*THE TASK*: In the text on Denmark's work hour registration law LOV 89, what is the Danish name for the Danish Working Environment Authority?

*TEXT SECTION*:

Navigating the Changes to Danish Work Hour Registration Law LOV 89 in 2026

Denmark's work hour registration law LOV 89 has been reshaping how employers across the country track and document working time since it came into force following the landmark Court of Justice of the European Union ruling in the CCOO case, which obliged EU member states to ensure objective, reliable, and accessible systems for measuring daily working hours. For Polish workers employed on Danish construction sites, in logistics, or through staffing agencies, understanding exactly what LOV 89 demands in 2026 is not optional, it is a legal obligation that sits on both the employer's desk and, in many cases, the worker's own smartphone.

Why LOV 89 Matters More Than Ever in 2026

The Danish Working Environment Authority, known as Arbejdstilsynet, has been intensifying its oversight of working time records across all sectors. The law requires that every worker's daily hours are logged in a way that is accessible, tamper-proof, and retrievable for a defined retention period. This is not a bureaucratic formality. Employers who cannot produce complete records during an inspection face serious consequences, and those consequences have been getting harder to ignore. If you want a clear picture of what non-compliance can cost, the details on fines for missing time registration in Denmark 2026 are worth reading before you assume the risk is manageable.

For Polish staffing agencies sending workers to Danish clients, the stakes are doubled. The agency is typically the formal employer, which means the registration obligation rests with the agency even when the worker is physically on a client's site. Getting this wrong can damage commercial relationships and trigger regulatory action on both sides of the border.

Step 1: Confirm Who Is Covered

LOV 89 applies to virtually all employees working in Denmark, regardless of their nationality or the country in which their employer is registered. This includes posted workers arriving from Poland under an A1 certificate. If you are a Polish worker or a Polish employer sending staff to Denmark, the posting arrangement does not exempt you from Danish working time registration rules. The EU Working Time Directive, which LOV 89 implements into Danish law, sets a floor of protection that applies across the single market. For a full picture of posting formalities, including RUT registration requirements, the guide on the A1 Certificate and RUT Registration for Polish Workers 2026 covers the parallel compliance steps you need to handle at the same time.

*DATA ENTRIES*:
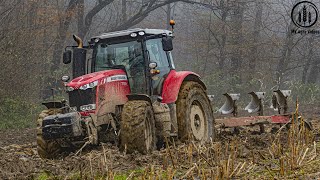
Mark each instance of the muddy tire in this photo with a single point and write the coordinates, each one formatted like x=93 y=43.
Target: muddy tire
x=194 y=113
x=137 y=127
x=48 y=149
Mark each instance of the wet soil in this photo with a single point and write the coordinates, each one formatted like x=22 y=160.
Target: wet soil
x=19 y=158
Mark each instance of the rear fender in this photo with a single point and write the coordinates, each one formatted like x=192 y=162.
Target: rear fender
x=172 y=84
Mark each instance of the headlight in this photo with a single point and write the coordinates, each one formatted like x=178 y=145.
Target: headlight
x=88 y=107
x=70 y=88
x=141 y=33
x=133 y=34
x=90 y=85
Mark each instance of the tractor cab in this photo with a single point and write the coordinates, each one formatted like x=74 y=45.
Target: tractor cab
x=144 y=54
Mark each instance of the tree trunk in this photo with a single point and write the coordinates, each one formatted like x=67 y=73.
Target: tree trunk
x=237 y=37
x=224 y=15
x=286 y=54
x=309 y=60
x=124 y=10
x=256 y=37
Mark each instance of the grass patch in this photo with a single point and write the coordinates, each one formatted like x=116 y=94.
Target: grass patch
x=17 y=114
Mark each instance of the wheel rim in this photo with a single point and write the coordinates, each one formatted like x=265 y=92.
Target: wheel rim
x=197 y=121
x=147 y=133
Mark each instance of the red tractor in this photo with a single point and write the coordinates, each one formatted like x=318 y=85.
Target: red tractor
x=129 y=93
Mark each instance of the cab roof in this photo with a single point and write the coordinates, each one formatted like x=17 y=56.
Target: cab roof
x=129 y=31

*EXPECTED ANSWER*: Arbejdstilsynet